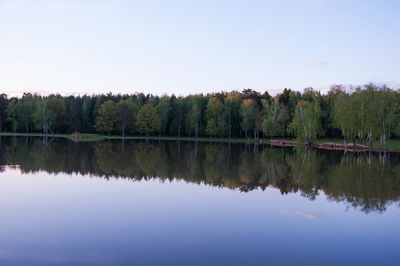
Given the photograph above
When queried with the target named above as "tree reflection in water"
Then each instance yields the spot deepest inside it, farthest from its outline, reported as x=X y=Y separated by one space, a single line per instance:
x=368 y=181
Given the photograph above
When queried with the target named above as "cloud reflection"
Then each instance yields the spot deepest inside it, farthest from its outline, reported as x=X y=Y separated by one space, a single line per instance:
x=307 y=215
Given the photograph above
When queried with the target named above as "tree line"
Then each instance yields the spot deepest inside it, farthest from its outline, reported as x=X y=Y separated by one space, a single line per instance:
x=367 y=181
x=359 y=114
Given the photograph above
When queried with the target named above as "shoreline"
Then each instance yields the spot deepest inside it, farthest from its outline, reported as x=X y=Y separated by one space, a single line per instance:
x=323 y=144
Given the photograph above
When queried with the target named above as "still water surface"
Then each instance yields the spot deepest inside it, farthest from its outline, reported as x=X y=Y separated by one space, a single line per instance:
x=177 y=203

...

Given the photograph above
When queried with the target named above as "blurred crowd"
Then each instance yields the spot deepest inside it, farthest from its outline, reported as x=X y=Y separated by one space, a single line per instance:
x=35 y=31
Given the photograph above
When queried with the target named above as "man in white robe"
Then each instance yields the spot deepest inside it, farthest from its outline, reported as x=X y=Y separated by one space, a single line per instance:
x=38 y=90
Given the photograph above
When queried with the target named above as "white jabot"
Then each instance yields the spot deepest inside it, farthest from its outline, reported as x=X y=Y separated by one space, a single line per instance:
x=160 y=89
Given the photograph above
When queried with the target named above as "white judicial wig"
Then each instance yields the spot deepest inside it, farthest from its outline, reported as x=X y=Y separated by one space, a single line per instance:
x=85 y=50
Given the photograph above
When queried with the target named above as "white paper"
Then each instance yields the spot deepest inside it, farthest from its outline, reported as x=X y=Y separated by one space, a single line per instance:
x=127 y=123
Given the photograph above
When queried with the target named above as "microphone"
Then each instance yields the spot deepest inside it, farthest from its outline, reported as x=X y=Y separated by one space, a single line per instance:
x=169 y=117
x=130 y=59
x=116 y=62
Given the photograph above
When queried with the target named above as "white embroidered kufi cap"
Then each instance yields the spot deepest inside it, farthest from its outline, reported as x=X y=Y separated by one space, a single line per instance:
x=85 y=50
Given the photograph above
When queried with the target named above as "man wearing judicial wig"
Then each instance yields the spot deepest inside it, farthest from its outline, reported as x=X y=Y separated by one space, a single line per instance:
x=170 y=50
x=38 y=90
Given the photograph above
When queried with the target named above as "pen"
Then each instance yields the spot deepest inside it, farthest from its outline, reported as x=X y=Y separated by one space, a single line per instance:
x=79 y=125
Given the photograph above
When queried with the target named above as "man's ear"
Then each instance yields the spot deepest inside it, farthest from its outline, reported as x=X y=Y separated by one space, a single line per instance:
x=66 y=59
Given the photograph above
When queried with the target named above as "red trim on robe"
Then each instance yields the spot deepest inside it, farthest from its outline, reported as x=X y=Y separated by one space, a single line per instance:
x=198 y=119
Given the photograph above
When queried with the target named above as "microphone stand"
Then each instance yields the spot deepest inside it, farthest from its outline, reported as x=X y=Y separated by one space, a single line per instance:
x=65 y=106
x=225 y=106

==

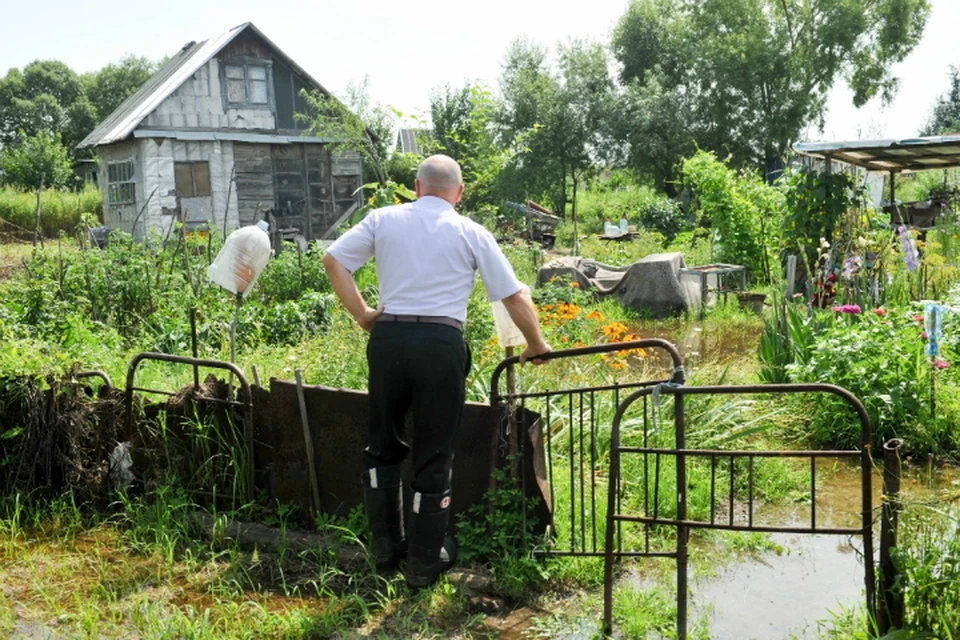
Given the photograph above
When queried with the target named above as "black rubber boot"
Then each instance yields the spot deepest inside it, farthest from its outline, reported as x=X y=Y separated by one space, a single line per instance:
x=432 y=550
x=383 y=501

#### [TASK OBJECTIVE]
Work through the data and count each line holding the string "white". Give only that count.

#### [TASK SOLUTION]
5